• What the task requires: Restate each record word for word, from the first to the last.

• Exercise input:
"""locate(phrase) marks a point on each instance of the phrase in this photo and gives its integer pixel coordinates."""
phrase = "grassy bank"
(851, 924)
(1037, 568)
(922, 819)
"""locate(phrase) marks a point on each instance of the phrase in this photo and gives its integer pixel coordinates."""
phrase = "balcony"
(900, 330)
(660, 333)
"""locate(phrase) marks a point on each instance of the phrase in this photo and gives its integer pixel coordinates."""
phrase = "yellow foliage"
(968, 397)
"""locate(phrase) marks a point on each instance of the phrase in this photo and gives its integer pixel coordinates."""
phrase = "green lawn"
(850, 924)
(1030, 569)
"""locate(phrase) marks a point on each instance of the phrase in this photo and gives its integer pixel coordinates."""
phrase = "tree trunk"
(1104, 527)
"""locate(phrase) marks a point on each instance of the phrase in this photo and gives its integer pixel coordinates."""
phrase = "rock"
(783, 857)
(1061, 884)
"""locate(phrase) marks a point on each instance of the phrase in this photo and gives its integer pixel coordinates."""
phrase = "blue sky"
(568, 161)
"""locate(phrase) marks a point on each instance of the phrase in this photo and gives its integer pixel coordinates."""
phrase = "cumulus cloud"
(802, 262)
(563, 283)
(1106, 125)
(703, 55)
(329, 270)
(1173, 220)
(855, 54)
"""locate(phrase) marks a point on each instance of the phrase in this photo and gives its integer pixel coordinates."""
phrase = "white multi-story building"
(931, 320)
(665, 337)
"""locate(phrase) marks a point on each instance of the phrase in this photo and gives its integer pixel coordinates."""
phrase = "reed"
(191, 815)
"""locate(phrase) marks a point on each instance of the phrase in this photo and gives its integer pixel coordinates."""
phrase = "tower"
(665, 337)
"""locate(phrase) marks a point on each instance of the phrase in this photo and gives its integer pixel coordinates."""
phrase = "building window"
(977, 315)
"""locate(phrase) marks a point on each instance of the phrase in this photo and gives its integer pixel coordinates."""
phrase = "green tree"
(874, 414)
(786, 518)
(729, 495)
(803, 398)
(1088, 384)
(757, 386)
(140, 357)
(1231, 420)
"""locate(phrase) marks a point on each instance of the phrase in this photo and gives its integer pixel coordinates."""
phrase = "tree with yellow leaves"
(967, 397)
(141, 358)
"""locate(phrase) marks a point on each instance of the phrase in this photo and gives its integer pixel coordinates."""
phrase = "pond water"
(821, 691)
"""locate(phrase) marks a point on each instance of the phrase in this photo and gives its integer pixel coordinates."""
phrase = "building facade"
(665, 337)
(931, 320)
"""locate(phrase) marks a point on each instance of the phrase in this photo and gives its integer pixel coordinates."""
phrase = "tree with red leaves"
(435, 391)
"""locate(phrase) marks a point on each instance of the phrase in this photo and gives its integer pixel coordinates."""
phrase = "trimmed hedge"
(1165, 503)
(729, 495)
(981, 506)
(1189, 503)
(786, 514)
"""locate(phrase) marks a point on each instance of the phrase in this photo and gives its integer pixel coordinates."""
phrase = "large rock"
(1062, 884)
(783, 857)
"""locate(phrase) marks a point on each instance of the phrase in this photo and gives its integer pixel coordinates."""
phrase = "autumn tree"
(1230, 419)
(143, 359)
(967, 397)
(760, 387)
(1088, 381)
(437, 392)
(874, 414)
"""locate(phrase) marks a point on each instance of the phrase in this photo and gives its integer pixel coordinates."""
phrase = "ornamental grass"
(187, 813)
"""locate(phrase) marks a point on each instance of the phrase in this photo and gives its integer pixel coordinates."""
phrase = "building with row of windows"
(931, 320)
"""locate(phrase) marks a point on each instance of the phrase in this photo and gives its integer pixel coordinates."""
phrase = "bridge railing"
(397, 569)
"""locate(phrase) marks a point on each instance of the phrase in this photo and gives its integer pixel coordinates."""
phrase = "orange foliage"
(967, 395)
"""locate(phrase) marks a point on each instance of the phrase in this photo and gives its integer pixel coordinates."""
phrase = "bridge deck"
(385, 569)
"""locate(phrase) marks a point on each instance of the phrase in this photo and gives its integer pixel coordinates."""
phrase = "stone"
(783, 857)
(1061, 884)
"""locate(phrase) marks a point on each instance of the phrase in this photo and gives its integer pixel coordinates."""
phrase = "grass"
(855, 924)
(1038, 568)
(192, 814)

• Expected answer:
"""locate(phrase) marks a point on each instance of the phrase in this photo and gives its integer pixel coordinates."""
phrase = "grassy bank"
(851, 924)
(1037, 568)
(922, 819)
"""locate(phrase) marks a point on each instance of the phrase in this photo and gives its integer pixel coordinates."""
phrase = "balcony"
(900, 330)
(660, 333)
"""locate(phrase) marks a point on each instance of the phrase in this photo and gives its integer pixel coordinates."""
phrase = "yellow foliage"
(968, 397)
"""locate(phrase) marks a point on each instance of the phrase in this photo and gives its integer pixel coordinates."""
phrase = "green lawn"
(850, 924)
(1030, 569)
"""locate(phrase) marks a point on each instance of the phrase in this photo and gives its integer pixel coordinates."""
phrase = "tree trunk"
(1104, 527)
"""locate(phrase) marks a point on each instance of the phrase in this photo and gives its integer pixel coordinates."""
phrase = "rock"
(783, 857)
(1061, 884)
"""locate(phrase) marks a point on each instance of the phrase in this photo and gives its integer pixel coordinates."""
phrase = "blue sky"
(568, 161)
"""locate(phrase) marks a point on each instance of the phrase in this photo and gives its integer pixel coordinates."""
phrase = "cumulus cloud"
(802, 262)
(563, 283)
(1106, 125)
(703, 55)
(329, 270)
(1173, 220)
(855, 54)
"""locate(phrase) marks a point on each instance of the phrase in this photo and gives its integer pixel coordinates."""
phrase = "white multi-story building"
(931, 320)
(665, 337)
"""locate(phrase) marks a point on each instance of the phrase in this photo and gives its integer pixel coordinates."""
phrase = "reed"
(191, 815)
"""locate(phrase) marks a point on each instance of the phrase in this photo and gives its integer pixel coordinates."""
phrase = "tower"
(665, 337)
"""locate(phrase) marks a point on each instance of the phrase in this photo and gives its integer pixel coordinates."""
phrase = "building window"
(977, 315)
"""locate(phrase) marks a point on each instance of the phrase in this photo and gives its integer pixel coordinates."""
phrase = "green tree"
(874, 414)
(786, 518)
(729, 495)
(803, 398)
(1088, 384)
(757, 386)
(140, 357)
(1231, 420)
"""locate(phrase) marks a point on each instance of the phrase in this photo and gives its integer pixel coordinates."""
phrase = "tree with yellow leaves"
(967, 397)
(141, 358)
"""locate(phrase) marks a point on each instance of the phrase in this photo and gives its integer pixel coordinates."""
phrase = "pond water"
(821, 691)
"""locate(phrase) marks a point on each instance of the phrase in this photo and gives its integer pixel coordinates."""
phrase = "building facade"
(665, 337)
(931, 320)
"""locate(phrase) marks a point on each instance of the phrase in this photo and gives its integer pixel coordinates."""
phrase = "tree with red leaves"
(435, 391)
"""locate(phrase) marks a point on each instance of the phrase in this photo and gives its integer pixel coordinates."""
phrase = "trimmed hedge"
(1165, 503)
(729, 495)
(981, 506)
(1189, 503)
(786, 514)
"""locate(phrase) marks a point on each instance of the phrase in this photo and gives its integer pixel coordinates."""
phrase = "large rock"
(1062, 884)
(783, 857)
"""locate(phrase) marks a point on each instance of the phrase in this photo and gives its integer pixel coordinates."""
phrase = "autumn tree"
(1230, 419)
(143, 359)
(967, 397)
(760, 387)
(1088, 381)
(437, 392)
(874, 414)
"""locate(phrase) marks a point on each instance of the phrase in this photo and gives its integer pixel coordinates."""
phrase = "ornamental grass"
(187, 813)
"""locate(phrase) marks a point on each instance of the phrase in this photo and gives its integer pixel coordinates."""
phrase = "building with row of windows"
(931, 320)
"""locate(phrase) marks a point on each instance of the phrase in this photo and gives its integer pixel coordinates."""
phrase = "bridge railing"
(397, 569)
"""locate(phrase) marks a point on each instance of the phrase in this photo and gives its integer pixel coordinates."""
phrase = "orange foliage"
(967, 395)
"""locate(phrase) marks a point on each instance of the phrase in this photo and gives its integer pixel coordinates."""
phrase = "bridge deck"
(385, 569)
"""locate(phrase) marks a point on each instance of the phrase in this photo and gives its integer pixel coordinates."""
phrase = "stone"
(783, 857)
(1061, 884)
"""locate(phrase) marks a point on each instance of the phrase in this photo and gives its integer pixel coordinates."""
phrase = "grass"
(855, 924)
(1038, 568)
(192, 814)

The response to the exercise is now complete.